> [Required work]: If a line in the entries below holds the string "bush", copy it.

> [Data shown]:
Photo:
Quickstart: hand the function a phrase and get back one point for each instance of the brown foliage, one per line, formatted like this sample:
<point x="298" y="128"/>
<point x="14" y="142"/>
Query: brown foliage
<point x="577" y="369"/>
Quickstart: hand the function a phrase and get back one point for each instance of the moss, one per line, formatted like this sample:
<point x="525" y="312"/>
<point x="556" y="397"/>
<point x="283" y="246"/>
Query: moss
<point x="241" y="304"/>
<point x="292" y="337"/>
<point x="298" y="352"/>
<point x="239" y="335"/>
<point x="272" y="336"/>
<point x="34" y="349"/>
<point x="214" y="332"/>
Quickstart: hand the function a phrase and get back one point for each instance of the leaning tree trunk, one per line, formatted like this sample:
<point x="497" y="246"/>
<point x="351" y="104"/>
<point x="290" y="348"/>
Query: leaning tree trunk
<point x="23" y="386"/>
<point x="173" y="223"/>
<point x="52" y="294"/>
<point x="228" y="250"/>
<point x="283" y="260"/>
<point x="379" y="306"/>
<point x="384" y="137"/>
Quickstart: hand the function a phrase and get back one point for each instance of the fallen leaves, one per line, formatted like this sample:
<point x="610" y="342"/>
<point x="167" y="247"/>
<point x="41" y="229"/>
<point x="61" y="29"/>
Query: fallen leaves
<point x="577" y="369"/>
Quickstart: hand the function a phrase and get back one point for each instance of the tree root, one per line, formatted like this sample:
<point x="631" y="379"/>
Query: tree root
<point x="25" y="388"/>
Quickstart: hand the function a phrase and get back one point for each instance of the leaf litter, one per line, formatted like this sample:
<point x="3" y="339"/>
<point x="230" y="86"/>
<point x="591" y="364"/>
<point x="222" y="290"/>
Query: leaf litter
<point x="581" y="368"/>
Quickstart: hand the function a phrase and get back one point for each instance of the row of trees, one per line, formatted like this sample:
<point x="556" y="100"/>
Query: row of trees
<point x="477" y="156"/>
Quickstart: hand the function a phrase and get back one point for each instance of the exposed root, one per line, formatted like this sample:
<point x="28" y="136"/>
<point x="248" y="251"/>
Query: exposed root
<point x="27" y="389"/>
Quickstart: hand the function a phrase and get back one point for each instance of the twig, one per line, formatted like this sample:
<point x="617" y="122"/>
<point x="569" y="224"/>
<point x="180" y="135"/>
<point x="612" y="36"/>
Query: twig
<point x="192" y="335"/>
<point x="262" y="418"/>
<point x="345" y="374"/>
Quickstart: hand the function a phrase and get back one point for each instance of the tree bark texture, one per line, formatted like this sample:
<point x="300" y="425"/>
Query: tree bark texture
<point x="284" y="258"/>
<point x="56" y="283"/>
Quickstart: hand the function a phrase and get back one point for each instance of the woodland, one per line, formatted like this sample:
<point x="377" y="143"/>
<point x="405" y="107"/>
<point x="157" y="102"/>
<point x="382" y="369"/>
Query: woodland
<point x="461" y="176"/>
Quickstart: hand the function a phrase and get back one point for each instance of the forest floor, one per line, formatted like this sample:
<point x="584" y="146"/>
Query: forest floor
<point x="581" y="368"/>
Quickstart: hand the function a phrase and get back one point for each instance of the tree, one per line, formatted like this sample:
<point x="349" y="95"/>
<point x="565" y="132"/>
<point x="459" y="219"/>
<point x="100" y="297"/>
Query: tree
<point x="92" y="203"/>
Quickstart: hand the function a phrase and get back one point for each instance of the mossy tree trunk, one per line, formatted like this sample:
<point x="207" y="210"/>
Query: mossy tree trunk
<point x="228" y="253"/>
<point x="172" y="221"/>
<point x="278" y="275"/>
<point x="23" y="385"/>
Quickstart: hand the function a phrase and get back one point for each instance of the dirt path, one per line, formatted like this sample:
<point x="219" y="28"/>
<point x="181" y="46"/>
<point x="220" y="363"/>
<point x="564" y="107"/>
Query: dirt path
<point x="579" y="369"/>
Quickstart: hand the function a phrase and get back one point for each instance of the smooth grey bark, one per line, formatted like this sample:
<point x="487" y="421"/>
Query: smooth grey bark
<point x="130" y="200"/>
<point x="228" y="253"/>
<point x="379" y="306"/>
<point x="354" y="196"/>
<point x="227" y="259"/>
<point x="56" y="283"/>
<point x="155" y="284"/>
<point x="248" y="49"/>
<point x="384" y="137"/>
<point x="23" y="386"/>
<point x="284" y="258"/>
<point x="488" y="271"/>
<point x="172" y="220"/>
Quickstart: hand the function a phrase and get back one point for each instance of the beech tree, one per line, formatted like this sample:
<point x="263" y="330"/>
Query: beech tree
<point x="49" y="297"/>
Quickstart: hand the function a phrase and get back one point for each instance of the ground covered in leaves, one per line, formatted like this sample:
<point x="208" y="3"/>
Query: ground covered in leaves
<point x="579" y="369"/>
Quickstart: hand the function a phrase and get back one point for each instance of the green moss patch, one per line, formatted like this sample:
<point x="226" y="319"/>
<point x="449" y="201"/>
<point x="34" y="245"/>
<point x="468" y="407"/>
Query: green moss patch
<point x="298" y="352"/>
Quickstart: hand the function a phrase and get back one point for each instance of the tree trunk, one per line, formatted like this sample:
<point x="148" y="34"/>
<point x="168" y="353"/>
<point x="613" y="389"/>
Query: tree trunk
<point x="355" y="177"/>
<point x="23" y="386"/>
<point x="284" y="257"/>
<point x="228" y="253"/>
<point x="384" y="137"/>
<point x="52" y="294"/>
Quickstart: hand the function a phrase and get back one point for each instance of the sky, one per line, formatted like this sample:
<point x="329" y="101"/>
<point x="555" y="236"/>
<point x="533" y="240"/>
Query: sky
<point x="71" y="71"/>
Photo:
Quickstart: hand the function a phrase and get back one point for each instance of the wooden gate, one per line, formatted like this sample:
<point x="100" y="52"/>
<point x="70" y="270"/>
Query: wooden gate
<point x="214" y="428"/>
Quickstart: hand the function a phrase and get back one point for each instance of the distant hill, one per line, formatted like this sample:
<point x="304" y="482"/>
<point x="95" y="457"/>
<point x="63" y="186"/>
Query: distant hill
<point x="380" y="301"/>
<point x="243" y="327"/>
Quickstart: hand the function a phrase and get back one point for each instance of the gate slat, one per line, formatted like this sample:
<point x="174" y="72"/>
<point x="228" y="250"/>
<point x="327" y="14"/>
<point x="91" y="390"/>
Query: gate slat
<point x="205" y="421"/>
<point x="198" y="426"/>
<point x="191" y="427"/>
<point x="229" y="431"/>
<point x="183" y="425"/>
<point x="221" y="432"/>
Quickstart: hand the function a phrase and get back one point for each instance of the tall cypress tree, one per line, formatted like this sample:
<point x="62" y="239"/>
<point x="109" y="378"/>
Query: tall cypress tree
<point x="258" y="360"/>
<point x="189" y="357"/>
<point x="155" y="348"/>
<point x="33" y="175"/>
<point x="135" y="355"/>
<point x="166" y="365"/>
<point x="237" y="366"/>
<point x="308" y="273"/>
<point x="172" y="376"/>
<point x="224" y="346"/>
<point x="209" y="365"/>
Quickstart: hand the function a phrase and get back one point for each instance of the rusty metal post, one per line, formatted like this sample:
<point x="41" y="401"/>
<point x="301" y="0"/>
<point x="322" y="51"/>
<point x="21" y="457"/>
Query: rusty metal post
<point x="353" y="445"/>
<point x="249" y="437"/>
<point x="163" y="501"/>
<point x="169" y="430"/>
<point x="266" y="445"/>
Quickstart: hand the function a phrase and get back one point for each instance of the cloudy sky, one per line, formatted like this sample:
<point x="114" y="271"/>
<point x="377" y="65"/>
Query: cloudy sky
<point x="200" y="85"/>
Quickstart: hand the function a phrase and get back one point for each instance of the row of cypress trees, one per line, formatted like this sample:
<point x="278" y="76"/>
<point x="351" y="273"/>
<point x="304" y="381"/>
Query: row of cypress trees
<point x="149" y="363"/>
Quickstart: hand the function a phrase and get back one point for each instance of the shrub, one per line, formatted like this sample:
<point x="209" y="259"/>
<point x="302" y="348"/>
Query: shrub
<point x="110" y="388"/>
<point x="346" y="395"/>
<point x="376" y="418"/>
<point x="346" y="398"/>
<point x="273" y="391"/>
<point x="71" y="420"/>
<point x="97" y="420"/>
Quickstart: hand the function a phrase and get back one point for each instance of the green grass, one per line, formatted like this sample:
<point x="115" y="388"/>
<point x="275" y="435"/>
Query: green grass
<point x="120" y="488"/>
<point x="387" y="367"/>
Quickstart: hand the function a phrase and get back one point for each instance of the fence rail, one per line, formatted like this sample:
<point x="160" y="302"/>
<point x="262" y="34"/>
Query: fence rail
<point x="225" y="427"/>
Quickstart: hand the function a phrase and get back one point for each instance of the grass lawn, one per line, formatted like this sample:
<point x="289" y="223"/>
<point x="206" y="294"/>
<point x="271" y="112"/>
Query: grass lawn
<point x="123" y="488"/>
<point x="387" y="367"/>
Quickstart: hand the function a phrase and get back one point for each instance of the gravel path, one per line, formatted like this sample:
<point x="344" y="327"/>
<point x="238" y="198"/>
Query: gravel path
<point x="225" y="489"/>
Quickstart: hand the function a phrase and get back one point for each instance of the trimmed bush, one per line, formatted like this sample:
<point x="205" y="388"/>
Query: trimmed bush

> [Result of the task]:
Quickstart: hand the function a phrase and get back one point for each instance of the trimmed bush, one per line, formatted like this sample:
Query: trimmed bush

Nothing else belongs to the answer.